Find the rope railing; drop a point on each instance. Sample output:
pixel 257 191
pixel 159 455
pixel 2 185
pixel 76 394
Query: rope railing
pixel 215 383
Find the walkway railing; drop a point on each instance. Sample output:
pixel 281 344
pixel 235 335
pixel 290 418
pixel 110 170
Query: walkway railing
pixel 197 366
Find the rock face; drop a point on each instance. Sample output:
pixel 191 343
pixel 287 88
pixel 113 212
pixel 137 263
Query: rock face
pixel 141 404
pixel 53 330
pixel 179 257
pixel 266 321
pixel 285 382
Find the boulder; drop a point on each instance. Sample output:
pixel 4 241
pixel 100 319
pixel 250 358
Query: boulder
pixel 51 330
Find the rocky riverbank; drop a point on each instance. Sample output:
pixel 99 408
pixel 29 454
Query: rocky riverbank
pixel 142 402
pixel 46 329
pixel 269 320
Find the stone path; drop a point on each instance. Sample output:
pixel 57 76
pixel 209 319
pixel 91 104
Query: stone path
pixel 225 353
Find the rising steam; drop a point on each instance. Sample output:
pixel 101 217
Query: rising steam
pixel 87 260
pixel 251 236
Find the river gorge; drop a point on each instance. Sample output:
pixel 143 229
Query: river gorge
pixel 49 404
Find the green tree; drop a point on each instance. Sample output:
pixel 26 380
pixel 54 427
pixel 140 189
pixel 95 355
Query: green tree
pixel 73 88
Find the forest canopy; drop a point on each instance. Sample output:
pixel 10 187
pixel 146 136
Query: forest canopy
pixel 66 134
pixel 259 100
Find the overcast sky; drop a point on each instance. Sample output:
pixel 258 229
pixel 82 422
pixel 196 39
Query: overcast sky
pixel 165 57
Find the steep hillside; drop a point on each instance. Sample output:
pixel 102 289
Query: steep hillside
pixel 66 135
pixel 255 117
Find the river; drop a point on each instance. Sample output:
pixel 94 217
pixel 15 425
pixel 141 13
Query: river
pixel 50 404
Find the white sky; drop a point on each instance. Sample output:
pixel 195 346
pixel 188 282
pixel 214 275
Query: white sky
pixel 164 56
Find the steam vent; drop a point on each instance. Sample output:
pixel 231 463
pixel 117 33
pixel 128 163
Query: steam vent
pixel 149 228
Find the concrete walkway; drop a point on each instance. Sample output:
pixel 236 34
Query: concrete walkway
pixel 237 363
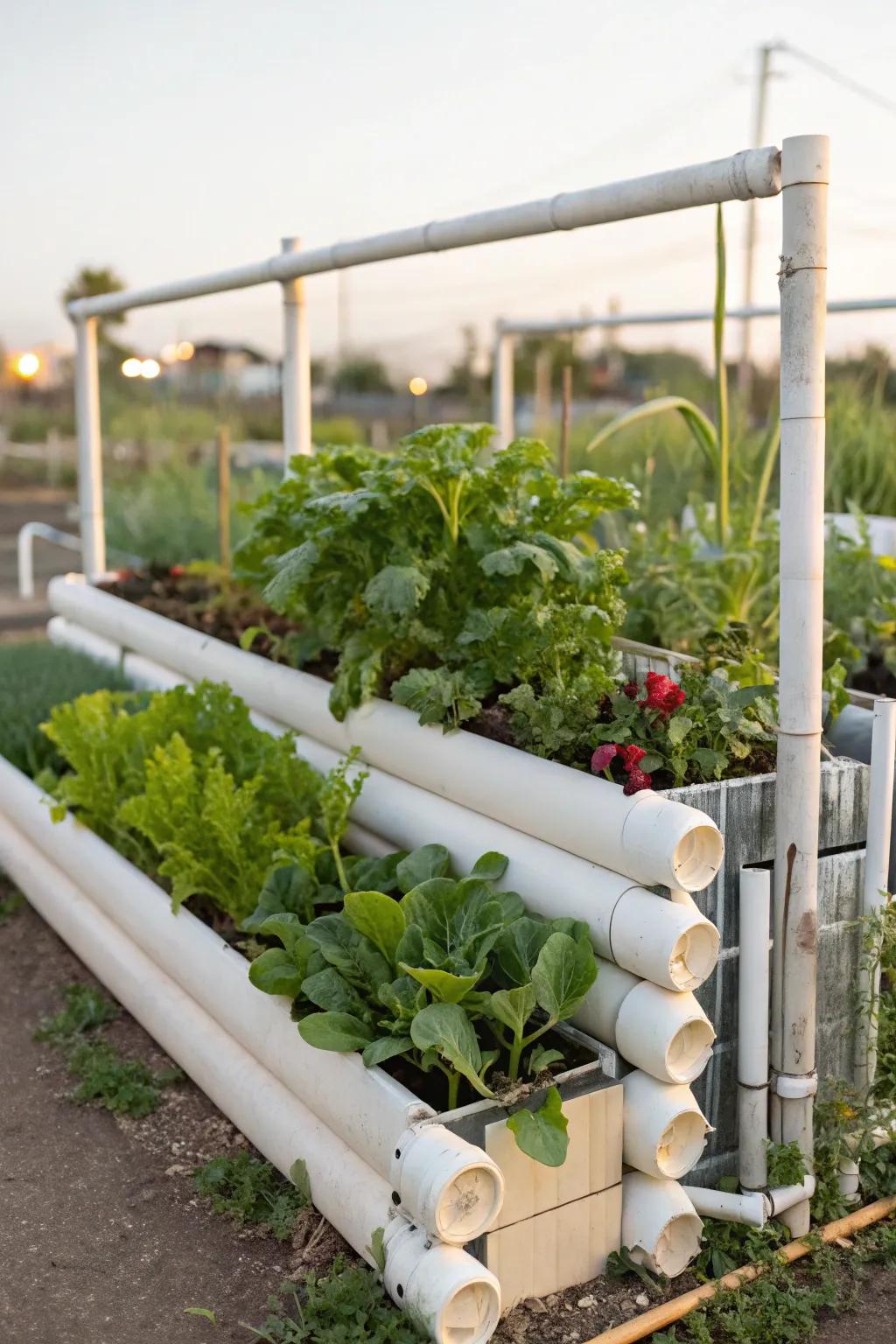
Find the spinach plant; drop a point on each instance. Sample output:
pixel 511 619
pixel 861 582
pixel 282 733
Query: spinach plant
pixel 452 976
pixel 442 576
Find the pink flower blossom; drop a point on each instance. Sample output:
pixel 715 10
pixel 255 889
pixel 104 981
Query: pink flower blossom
pixel 602 757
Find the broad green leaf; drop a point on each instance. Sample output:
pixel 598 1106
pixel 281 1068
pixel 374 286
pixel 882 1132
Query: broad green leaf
pixel 386 1047
pixel 491 865
pixel 332 992
pixel 300 1178
pixel 444 987
pixel 562 976
pixel 396 591
pixel 338 1031
pixel 542 1133
pixel 378 917
pixel 514 1007
pixel 276 973
pixel 285 927
pixel 444 1027
pixel 519 947
pixel 430 860
pixel 349 952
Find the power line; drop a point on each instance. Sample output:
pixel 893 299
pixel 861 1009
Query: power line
pixel 838 77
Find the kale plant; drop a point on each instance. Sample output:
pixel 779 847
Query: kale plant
pixel 444 576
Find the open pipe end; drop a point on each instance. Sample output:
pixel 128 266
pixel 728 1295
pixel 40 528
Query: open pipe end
pixel 697 858
pixel 690 1048
pixel 695 956
pixel 682 1144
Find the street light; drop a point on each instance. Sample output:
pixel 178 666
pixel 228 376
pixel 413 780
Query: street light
pixel 27 365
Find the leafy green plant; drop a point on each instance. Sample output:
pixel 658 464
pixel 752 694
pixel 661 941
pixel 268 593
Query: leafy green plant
pixel 437 977
pixel 186 787
pixel 122 1086
pixel 250 1190
pixel 441 576
pixel 786 1164
pixel 341 1306
pixel 87 1010
pixel 34 677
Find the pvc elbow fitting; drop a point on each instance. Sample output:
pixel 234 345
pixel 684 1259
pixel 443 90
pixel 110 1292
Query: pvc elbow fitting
pixel 659 1223
pixel 664 1130
pixel 444 1291
pixel 446 1184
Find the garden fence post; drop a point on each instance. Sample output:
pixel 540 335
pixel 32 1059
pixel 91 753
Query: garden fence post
pixel 802 283
pixel 502 388
pixel 90 509
pixel 296 379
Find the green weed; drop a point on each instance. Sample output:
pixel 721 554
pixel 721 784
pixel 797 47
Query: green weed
pixel 341 1306
pixel 251 1191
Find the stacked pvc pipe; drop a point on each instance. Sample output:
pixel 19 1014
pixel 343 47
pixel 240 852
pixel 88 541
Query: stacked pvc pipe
pixel 444 1289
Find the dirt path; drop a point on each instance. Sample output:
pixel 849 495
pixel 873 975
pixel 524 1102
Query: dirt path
pixel 101 1238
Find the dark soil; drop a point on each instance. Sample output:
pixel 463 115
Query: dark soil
pixel 102 1239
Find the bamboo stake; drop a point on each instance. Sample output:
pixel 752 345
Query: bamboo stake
pixel 670 1312
pixel 222 444
pixel 566 418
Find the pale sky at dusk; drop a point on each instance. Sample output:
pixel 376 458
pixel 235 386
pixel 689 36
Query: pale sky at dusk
pixel 185 136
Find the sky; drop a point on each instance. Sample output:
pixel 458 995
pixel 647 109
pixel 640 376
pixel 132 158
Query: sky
pixel 186 136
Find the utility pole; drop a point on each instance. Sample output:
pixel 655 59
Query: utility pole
pixel 745 371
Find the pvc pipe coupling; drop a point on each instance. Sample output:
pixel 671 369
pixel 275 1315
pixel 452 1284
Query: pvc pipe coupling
pixel 446 1184
pixel 660 1225
pixel 451 1296
pixel 664 1132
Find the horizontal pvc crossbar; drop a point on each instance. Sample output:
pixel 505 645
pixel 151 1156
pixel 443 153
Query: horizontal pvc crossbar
pixel 549 326
pixel 742 176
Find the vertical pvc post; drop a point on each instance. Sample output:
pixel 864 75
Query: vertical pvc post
pixel 93 531
pixel 296 379
pixel 502 388
pixel 752 1028
pixel 802 281
pixel 876 882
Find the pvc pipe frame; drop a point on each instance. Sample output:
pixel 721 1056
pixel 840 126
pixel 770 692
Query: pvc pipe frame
pixel 442 1288
pixel 645 837
pixel 876 879
pixel 802 281
pixel 296 378
pixel 635 920
pixel 668 1313
pixel 366 1106
pixel 752 1028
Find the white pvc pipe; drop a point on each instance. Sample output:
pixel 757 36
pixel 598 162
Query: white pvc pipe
pixel 665 1033
pixel 668 942
pixel 664 1132
pixel 876 877
pixel 660 1225
pixel 449 1293
pixel 366 1106
pixel 647 837
pixel 805 175
pixel 752 172
pixel 90 508
pixel 752 1028
pixel 751 1208
pixel 296 376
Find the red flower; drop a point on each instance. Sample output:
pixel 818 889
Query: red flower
pixel 632 756
pixel 602 757
pixel 662 695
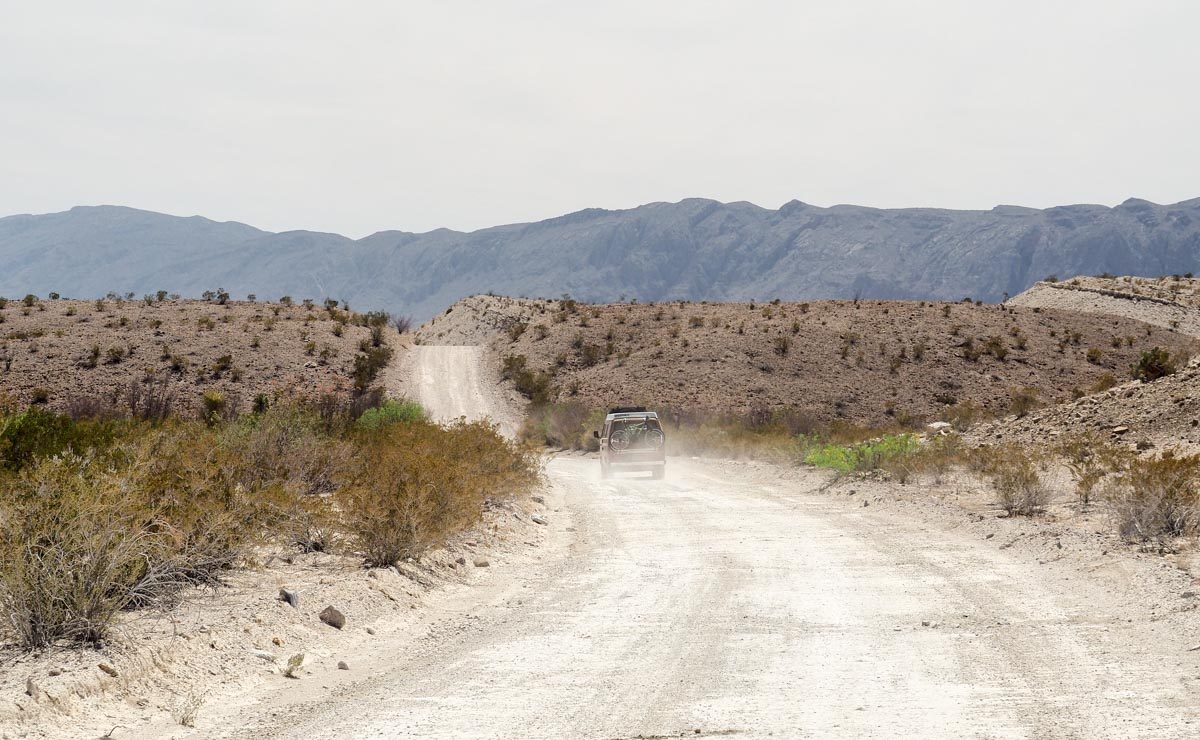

◆ **GIVEN EXERCISE**: Recast the items from the line containing "Find the red" through the end of the items as a JSON list of strings, one string per line. Leave out blank lines and pictures.

◆ **FINAL RESULT**:
[
  "Find the red flower; drop a point on each instance. Sample output:",
  "pixel 818 889",
  "Query: red flower",
  "pixel 632 756",
  "pixel 602 757",
  "pixel 662 695"
]